# Task statement
Locate each of the lines below that contains the string "hillside", and copy every such line in full. Case counts.

## start Data excerpts

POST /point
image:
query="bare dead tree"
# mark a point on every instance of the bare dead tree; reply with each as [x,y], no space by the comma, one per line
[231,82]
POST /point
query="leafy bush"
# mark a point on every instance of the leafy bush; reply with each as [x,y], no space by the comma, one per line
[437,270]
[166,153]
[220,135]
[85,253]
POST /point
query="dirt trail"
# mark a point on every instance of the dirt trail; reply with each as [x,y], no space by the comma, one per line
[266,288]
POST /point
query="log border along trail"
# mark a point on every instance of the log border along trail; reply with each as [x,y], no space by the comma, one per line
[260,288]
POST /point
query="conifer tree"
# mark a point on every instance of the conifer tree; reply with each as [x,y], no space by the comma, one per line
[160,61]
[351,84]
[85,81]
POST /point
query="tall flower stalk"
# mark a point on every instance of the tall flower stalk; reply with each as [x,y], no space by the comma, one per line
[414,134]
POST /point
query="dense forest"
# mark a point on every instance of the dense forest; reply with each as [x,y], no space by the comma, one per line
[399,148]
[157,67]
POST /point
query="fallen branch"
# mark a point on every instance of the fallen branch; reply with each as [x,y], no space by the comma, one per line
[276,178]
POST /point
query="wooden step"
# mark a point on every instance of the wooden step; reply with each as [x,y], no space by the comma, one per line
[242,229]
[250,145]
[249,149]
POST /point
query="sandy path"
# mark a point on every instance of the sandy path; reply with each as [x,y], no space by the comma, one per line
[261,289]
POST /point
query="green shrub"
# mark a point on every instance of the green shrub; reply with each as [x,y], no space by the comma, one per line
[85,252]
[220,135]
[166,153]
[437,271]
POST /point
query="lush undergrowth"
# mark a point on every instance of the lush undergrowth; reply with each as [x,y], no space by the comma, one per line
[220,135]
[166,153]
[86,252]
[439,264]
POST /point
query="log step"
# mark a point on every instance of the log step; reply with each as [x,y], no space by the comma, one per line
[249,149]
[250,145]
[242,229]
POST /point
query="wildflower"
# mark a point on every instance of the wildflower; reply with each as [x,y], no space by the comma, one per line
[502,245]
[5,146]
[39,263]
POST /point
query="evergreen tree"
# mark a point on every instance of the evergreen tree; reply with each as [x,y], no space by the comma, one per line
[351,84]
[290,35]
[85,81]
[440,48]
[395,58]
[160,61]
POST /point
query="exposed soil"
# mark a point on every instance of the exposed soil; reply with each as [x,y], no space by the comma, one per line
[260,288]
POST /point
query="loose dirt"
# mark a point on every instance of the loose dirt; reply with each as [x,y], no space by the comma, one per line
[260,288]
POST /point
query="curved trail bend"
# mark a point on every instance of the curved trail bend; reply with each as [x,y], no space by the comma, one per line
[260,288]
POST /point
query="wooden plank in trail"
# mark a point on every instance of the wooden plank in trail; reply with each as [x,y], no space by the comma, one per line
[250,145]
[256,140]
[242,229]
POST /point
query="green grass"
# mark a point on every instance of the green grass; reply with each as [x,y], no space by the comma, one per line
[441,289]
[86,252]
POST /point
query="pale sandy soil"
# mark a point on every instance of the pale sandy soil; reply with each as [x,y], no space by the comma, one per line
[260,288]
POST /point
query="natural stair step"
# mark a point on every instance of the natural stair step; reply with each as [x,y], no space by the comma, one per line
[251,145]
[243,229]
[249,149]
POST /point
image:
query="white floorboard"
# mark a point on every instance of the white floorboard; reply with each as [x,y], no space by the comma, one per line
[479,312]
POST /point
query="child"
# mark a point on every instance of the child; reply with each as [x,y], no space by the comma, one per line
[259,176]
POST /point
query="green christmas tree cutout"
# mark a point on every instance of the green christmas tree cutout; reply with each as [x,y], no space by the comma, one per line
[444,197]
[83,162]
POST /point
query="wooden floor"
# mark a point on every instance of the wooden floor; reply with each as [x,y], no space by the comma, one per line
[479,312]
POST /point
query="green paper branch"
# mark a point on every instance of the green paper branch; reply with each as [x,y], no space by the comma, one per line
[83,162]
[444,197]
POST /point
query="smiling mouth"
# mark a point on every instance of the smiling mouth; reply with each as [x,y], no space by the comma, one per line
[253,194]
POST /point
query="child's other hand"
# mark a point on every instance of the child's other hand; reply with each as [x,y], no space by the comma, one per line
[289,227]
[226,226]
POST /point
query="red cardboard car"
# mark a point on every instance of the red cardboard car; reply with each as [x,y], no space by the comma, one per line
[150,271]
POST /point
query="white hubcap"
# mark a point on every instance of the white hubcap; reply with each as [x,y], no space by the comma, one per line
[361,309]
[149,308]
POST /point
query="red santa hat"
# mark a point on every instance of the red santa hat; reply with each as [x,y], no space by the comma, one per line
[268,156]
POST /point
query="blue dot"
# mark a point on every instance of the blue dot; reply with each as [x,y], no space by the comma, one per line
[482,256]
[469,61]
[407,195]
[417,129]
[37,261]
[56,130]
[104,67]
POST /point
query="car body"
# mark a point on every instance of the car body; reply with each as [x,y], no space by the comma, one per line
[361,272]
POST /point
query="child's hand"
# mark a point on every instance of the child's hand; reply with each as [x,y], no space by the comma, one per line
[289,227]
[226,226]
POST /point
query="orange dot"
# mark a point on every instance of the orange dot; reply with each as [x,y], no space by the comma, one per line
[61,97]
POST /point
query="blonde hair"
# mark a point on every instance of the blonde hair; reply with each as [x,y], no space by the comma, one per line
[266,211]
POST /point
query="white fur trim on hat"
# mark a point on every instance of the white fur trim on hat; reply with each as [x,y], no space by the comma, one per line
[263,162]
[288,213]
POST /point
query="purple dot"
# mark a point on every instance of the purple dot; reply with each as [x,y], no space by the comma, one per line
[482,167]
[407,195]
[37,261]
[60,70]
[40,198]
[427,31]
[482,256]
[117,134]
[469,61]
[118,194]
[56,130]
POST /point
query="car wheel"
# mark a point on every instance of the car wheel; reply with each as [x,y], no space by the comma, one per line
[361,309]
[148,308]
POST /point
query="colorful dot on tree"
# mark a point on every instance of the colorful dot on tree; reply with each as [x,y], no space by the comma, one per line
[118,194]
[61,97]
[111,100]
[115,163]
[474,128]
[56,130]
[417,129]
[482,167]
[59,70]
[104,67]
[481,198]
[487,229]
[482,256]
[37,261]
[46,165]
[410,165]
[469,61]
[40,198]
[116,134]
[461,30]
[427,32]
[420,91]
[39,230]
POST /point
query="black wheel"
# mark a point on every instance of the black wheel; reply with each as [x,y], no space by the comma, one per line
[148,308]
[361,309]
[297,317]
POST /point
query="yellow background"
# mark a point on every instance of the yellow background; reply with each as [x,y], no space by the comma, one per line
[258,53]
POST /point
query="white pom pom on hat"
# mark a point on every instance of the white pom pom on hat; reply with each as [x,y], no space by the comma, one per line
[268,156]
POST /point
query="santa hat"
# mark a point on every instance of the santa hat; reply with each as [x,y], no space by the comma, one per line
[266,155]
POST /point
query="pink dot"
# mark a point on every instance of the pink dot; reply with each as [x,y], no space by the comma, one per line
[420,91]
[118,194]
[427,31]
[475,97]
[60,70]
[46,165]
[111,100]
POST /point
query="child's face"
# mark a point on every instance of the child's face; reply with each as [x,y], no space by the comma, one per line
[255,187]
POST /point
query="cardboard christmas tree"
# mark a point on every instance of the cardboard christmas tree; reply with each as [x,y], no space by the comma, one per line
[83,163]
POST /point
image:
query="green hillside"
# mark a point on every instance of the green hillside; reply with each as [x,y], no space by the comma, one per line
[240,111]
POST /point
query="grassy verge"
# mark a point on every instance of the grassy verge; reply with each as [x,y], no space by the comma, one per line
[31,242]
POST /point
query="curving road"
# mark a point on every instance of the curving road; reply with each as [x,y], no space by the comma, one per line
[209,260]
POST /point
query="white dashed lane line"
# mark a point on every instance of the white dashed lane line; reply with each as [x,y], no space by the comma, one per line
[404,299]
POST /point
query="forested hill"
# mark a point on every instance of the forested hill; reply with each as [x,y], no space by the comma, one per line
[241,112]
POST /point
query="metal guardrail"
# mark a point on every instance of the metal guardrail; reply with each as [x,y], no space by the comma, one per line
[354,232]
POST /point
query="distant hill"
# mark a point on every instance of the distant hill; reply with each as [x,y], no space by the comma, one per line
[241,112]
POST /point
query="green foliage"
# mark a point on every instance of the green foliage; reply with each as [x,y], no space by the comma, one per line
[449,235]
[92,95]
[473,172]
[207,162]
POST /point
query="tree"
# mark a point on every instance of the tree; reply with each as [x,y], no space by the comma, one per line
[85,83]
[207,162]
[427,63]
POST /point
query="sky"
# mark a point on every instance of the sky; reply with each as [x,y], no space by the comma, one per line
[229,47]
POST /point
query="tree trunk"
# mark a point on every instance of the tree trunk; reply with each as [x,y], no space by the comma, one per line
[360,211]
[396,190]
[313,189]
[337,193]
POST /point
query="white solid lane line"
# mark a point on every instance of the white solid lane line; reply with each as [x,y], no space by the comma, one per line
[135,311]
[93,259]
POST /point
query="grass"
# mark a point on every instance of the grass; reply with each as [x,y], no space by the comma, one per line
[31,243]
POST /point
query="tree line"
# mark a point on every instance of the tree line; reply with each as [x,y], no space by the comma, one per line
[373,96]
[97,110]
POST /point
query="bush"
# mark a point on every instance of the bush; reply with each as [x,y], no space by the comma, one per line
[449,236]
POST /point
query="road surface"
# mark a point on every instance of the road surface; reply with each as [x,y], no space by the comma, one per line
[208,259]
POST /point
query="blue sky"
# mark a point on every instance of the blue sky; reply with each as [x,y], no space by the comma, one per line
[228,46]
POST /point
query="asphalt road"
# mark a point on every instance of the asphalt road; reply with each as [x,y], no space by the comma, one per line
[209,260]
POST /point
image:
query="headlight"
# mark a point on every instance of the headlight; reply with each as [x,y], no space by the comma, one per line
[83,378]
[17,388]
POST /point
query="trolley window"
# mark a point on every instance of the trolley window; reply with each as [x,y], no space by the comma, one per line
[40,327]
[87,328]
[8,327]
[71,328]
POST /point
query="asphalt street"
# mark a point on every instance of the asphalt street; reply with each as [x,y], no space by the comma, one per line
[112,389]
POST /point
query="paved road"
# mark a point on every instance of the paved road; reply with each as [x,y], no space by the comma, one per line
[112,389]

## end Data excerpts

# The answer
query="green hillside"
# mark a point on every instance of the green hillside; reply with each as [x,y], no space by the comma, one per line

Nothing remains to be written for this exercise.